**TASK TO CARRY OUT:** Starting at the line that contains "Where can the red and", transcribe every remaining line of the entries exactly, including the last one.

--- Start of DATA SUPPLIED ---

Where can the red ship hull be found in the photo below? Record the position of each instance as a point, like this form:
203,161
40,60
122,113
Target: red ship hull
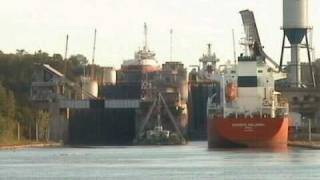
248,132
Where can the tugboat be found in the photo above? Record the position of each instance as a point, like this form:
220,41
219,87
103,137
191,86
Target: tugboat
158,135
244,109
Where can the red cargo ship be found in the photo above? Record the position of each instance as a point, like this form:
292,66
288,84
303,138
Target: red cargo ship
244,110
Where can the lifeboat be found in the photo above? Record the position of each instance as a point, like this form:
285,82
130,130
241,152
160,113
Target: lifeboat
231,92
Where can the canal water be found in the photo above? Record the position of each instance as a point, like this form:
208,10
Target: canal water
192,161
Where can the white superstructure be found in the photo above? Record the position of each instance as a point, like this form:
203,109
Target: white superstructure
246,89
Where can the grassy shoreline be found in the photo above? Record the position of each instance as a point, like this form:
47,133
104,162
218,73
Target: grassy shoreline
31,144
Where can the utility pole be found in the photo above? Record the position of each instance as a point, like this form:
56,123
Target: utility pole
309,120
66,55
234,48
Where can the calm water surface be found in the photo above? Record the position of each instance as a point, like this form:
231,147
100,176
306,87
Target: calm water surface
193,161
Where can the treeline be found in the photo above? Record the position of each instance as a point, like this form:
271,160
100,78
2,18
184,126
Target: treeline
17,118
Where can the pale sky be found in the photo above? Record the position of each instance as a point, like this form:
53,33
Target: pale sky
43,24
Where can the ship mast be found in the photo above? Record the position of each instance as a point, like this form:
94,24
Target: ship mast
93,54
145,36
66,55
171,44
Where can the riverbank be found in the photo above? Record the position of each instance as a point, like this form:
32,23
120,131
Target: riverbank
29,145
305,144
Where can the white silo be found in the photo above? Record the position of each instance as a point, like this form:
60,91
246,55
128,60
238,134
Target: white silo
295,26
109,75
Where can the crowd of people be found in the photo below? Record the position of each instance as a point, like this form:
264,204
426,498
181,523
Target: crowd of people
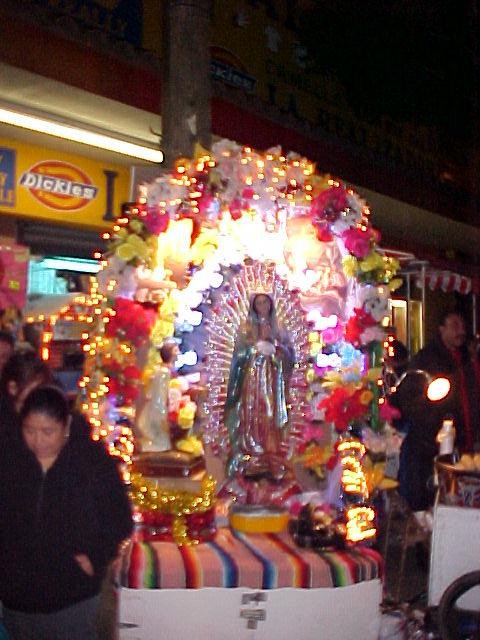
65,509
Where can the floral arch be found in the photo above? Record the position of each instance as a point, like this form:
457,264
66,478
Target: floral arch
192,236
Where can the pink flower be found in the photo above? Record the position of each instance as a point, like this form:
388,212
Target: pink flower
332,334
330,203
358,242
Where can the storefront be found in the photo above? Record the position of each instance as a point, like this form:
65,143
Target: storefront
54,205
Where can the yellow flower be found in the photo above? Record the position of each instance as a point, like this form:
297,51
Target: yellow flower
133,247
394,284
205,245
350,266
186,415
315,349
192,445
135,225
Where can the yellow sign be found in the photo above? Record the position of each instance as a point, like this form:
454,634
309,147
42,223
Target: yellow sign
60,187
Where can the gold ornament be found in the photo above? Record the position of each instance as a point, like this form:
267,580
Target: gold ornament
147,496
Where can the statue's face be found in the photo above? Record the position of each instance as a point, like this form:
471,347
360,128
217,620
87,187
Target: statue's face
262,305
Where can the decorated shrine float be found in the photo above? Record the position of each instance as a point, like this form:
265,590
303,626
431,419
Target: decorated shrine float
240,328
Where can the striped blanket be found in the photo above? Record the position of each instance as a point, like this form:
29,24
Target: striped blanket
257,561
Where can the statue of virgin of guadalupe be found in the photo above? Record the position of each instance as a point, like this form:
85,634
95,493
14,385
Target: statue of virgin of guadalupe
256,408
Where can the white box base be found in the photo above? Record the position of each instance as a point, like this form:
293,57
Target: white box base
218,614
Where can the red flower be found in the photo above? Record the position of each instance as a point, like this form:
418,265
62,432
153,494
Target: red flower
131,321
323,232
343,407
356,325
329,204
359,242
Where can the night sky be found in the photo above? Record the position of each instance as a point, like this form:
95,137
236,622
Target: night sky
410,60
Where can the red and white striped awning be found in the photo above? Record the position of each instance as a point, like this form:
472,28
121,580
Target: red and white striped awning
446,281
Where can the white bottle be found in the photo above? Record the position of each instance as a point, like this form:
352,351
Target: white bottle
446,437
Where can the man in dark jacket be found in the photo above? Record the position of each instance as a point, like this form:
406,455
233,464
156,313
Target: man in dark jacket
446,356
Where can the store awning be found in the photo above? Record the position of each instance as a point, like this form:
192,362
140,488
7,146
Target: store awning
446,281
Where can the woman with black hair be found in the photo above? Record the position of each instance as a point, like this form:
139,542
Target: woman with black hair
64,513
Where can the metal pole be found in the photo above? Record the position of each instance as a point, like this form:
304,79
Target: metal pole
474,314
422,328
408,320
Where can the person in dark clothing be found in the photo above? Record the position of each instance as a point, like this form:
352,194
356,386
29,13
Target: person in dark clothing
7,347
447,356
22,373
64,511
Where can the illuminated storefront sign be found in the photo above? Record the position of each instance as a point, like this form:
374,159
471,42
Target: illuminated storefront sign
59,187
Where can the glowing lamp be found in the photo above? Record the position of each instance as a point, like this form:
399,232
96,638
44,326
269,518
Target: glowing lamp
438,387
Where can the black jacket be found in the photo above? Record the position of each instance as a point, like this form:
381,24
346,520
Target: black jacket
425,418
79,505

--- End of DATA SUPPLIED ---

**COMPLETED TASK:**
Where can the red and white striped awning be found in the photo above? Record the position of each instance as a point, like this form:
472,28
121,580
Target: red and white striped awning
446,281
Where can the white bottle be found in the photo above? Record the position of each instance as a point, like this form:
352,351
Target: white bottle
446,437
Where can the man in dark jacket be found in the photo above? Record the position of each instance as a point, like this form:
406,455
233,464
156,313
Target: man in dark jacket
446,356
Where can the store awning be found in the photo above? Record the position of each instance as a point, like this form:
192,362
140,488
7,146
Target: store awning
446,281
Where can the woman with black hair be found in the photo above? Record the position of each instance as a point, like this form:
139,542
Target: woman with black hair
64,513
Where can the metal pole be found in the photo above? Record the position of each instance as a point, like this form:
304,79
Target: metal pole
474,314
422,328
408,320
Where can the person in dark clothing be found in the photo above? Record the position of each instance as a point, like this form:
352,194
356,386
29,13
Target: person in dark clothing
7,347
447,356
22,373
64,511
Where can the illuminated storefront sign be found in the photo above? Record the position of each instance as a point, like this form:
374,159
471,42
Target: illuminated storefront sign
59,187
Where can the glowing lamp be found in the photo above? Record the position of each instance as a point, like this form:
399,232
96,638
44,326
269,518
Target: glowing lamp
438,387
Where can the black jacket be found in the photo above? Record the position of each instance as a point, like this form:
381,24
346,520
Target: black jacket
425,418
79,505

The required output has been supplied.